◆ **What is needed**: Output everything from the start of the rows below down through the line containing "Query: clenched fist". Copy each line unchanged.

◆ **Information shown**:
------------------------------------

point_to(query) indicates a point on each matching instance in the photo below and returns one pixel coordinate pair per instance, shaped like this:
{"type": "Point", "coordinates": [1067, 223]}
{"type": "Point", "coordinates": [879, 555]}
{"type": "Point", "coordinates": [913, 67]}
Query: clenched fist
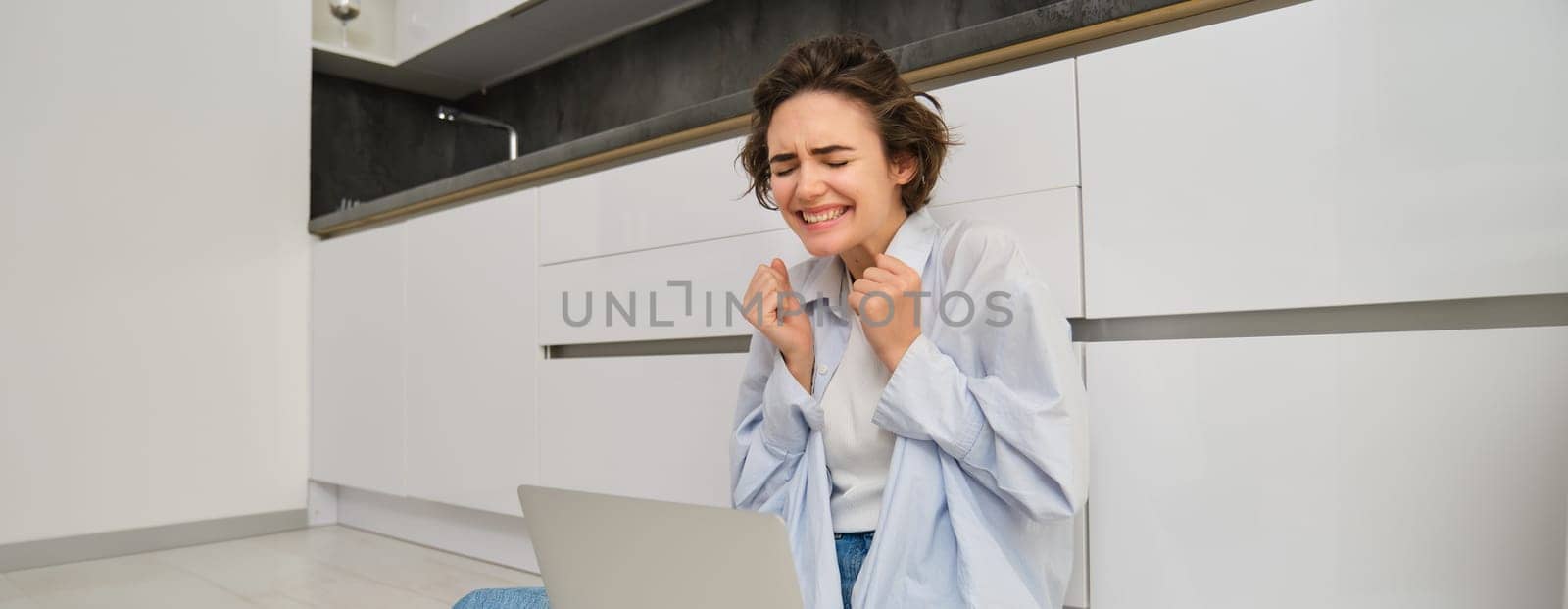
{"type": "Point", "coordinates": [781, 319]}
{"type": "Point", "coordinates": [890, 318]}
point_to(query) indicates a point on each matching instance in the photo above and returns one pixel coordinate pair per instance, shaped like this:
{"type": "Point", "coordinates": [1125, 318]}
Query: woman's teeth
{"type": "Point", "coordinates": [812, 219]}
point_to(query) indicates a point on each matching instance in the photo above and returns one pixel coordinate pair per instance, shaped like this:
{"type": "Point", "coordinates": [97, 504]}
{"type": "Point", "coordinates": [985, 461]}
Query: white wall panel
{"type": "Point", "coordinates": [1382, 470]}
{"type": "Point", "coordinates": [1329, 153]}
{"type": "Point", "coordinates": [721, 267]}
{"type": "Point", "coordinates": [653, 428]}
{"type": "Point", "coordinates": [1047, 225]}
{"type": "Point", "coordinates": [674, 198]}
{"type": "Point", "coordinates": [357, 360]}
{"type": "Point", "coordinates": [1019, 132]}
{"type": "Point", "coordinates": [472, 353]}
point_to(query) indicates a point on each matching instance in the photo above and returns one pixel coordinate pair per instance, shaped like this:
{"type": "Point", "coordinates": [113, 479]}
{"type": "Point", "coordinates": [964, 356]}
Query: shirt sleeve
{"type": "Point", "coordinates": [1007, 397]}
{"type": "Point", "coordinates": [770, 429]}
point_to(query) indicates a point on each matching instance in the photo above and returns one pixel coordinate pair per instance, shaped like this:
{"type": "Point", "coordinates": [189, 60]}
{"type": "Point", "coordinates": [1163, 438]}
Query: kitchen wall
{"type": "Point", "coordinates": [153, 264]}
{"type": "Point", "coordinates": [656, 70]}
{"type": "Point", "coordinates": [1316, 255]}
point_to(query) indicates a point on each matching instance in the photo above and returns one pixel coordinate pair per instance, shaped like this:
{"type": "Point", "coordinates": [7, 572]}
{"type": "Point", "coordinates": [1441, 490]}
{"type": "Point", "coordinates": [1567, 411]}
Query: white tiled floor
{"type": "Point", "coordinates": [318, 567]}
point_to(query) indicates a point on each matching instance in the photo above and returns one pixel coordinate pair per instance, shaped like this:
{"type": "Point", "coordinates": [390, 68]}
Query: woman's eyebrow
{"type": "Point", "coordinates": [814, 151]}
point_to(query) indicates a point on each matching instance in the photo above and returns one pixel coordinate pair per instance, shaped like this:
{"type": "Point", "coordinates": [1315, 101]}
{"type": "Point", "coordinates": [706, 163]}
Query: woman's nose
{"type": "Point", "coordinates": [811, 184]}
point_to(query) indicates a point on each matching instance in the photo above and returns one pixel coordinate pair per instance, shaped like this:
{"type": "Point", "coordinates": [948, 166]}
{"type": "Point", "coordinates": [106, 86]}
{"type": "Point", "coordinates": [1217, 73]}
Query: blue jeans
{"type": "Point", "coordinates": [852, 553]}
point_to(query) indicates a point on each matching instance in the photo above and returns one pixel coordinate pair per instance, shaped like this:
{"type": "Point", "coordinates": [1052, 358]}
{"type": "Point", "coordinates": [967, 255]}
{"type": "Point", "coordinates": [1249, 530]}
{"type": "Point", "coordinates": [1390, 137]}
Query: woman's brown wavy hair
{"type": "Point", "coordinates": [852, 65]}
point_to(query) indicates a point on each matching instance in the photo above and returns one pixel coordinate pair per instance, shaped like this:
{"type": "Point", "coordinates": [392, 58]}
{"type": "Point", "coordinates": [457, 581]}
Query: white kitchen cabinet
{"type": "Point", "coordinates": [674, 198]}
{"type": "Point", "coordinates": [1329, 153]}
{"type": "Point", "coordinates": [472, 353]}
{"type": "Point", "coordinates": [653, 428]}
{"type": "Point", "coordinates": [357, 360]}
{"type": "Point", "coordinates": [1019, 132]}
{"type": "Point", "coordinates": [1047, 227]}
{"type": "Point", "coordinates": [1078, 585]}
{"type": "Point", "coordinates": [1358, 471]}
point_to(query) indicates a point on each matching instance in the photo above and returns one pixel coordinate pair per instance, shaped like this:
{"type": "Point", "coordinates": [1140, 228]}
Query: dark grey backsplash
{"type": "Point", "coordinates": [368, 141]}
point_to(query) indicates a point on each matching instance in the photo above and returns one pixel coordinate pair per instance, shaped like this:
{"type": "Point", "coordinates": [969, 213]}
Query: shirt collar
{"type": "Point", "coordinates": [911, 243]}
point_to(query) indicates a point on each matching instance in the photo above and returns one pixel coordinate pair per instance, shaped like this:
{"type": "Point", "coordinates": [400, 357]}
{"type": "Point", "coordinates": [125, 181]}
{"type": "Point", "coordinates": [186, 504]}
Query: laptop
{"type": "Point", "coordinates": [609, 551]}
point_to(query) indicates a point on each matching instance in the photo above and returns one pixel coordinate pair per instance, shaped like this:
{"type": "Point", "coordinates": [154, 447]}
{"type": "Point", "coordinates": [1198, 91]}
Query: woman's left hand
{"type": "Point", "coordinates": [888, 314]}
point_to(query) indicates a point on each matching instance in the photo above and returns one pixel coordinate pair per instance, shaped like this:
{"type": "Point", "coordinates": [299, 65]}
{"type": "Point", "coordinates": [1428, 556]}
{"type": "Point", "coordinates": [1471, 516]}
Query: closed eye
{"type": "Point", "coordinates": [792, 170]}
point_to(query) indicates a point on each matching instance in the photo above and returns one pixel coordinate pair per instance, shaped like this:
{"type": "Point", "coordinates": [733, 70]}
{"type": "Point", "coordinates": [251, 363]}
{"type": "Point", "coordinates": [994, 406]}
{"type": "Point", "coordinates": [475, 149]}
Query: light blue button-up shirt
{"type": "Point", "coordinates": [990, 459]}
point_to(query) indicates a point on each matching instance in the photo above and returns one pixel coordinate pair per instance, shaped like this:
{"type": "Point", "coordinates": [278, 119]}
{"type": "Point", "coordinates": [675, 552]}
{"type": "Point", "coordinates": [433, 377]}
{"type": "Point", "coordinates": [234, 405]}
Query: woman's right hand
{"type": "Point", "coordinates": [792, 336]}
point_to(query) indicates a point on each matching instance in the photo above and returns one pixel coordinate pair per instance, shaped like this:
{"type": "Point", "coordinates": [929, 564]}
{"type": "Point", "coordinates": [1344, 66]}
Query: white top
{"type": "Point", "coordinates": [858, 451]}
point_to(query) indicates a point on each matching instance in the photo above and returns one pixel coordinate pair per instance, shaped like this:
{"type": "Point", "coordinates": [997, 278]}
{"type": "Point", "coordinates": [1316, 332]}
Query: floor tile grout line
{"type": "Point", "coordinates": [378, 581]}
{"type": "Point", "coordinates": [439, 549]}
{"type": "Point", "coordinates": [350, 573]}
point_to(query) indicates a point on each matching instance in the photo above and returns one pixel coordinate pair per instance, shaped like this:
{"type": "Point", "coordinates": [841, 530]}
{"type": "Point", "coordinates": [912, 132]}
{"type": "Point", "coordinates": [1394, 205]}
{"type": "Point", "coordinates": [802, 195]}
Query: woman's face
{"type": "Point", "coordinates": [831, 180]}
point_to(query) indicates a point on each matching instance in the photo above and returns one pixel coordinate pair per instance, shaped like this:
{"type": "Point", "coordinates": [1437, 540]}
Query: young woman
{"type": "Point", "coordinates": [911, 404]}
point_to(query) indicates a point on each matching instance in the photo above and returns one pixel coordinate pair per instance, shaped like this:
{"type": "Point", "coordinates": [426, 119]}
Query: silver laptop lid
{"type": "Point", "coordinates": [609, 551]}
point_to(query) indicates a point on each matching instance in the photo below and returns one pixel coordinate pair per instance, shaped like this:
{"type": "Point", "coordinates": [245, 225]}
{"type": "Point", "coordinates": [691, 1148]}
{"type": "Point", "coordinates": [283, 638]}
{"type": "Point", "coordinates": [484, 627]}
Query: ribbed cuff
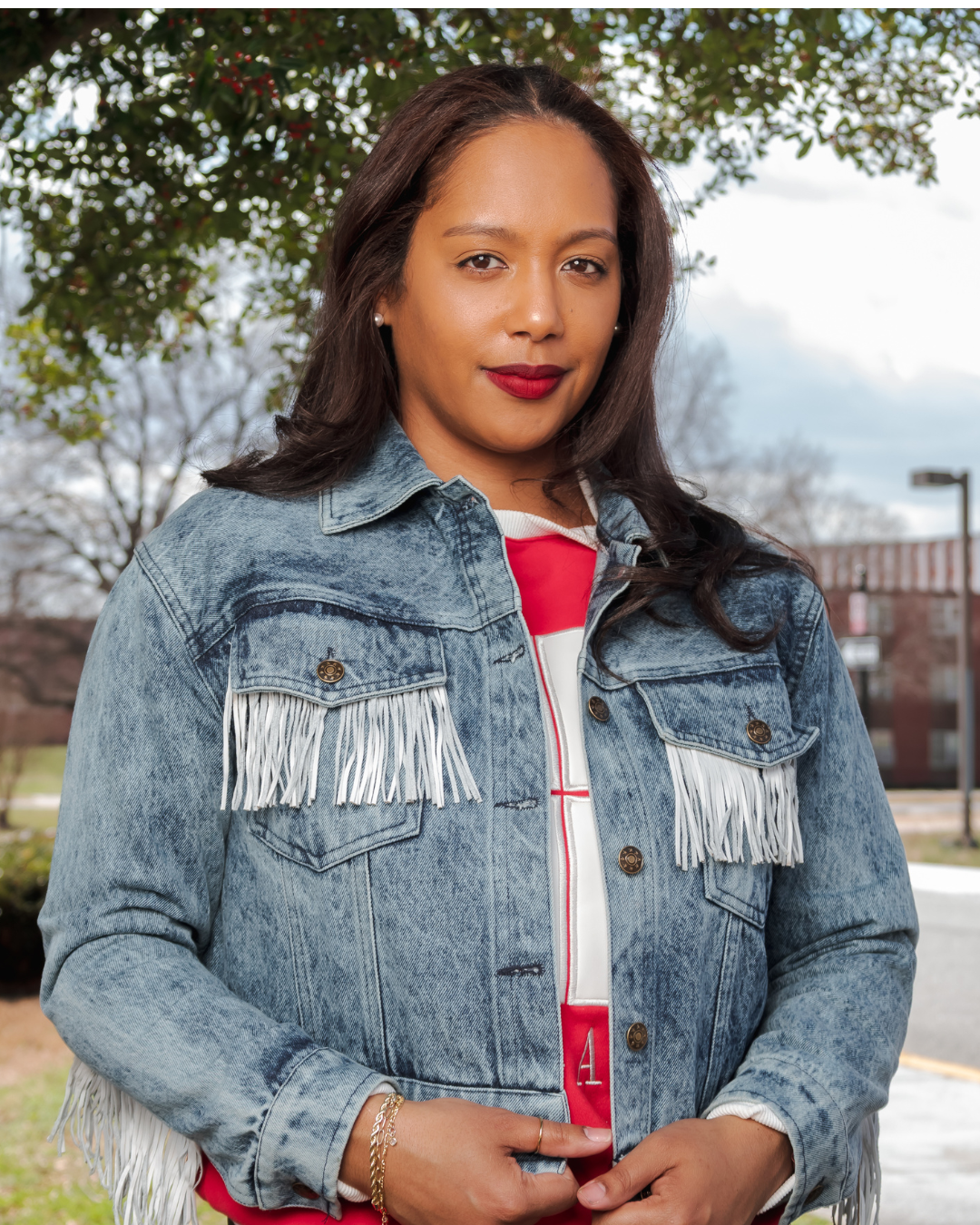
{"type": "Point", "coordinates": [343, 1189]}
{"type": "Point", "coordinates": [759, 1112]}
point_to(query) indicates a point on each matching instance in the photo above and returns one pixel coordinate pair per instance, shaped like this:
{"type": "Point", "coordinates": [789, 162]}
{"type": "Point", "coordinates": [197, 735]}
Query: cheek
{"type": "Point", "coordinates": [447, 321]}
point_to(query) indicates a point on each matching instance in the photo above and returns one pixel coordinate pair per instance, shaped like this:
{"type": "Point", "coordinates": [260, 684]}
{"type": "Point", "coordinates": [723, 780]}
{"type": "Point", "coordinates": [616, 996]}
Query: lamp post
{"type": "Point", "coordinates": [930, 478]}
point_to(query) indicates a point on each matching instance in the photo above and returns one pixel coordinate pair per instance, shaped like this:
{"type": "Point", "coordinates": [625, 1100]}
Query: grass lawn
{"type": "Point", "coordinates": [942, 848]}
{"type": "Point", "coordinates": [42, 776]}
{"type": "Point", "coordinates": [43, 769]}
{"type": "Point", "coordinates": [37, 1186]}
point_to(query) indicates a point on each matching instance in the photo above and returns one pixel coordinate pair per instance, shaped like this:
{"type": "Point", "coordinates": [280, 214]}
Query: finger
{"type": "Point", "coordinates": [623, 1181]}
{"type": "Point", "coordinates": [549, 1193]}
{"type": "Point", "coordinates": [557, 1140]}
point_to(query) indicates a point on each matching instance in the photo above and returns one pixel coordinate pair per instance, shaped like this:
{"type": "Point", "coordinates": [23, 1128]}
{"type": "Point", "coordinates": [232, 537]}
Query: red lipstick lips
{"type": "Point", "coordinates": [524, 381]}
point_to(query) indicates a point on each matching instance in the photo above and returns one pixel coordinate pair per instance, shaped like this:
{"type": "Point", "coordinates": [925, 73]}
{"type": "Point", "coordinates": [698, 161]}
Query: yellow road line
{"type": "Point", "coordinates": [923, 1063]}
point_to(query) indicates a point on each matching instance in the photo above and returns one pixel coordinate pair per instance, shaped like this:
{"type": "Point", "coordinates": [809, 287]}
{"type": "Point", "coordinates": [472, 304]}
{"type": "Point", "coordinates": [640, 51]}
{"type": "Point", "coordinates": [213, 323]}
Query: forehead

------------------------------------

◆ **Completed exercise**:
point_to(query) indicates a point on each matching instance in the photo below and returns one pixel coordinate pair per instance, shaped like this:
{"type": "Point", "coordinates": [1067, 223]}
{"type": "Point", "coordinates": [879, 555]}
{"type": "Point", "coordinates": [913, 67]}
Query: clenched fist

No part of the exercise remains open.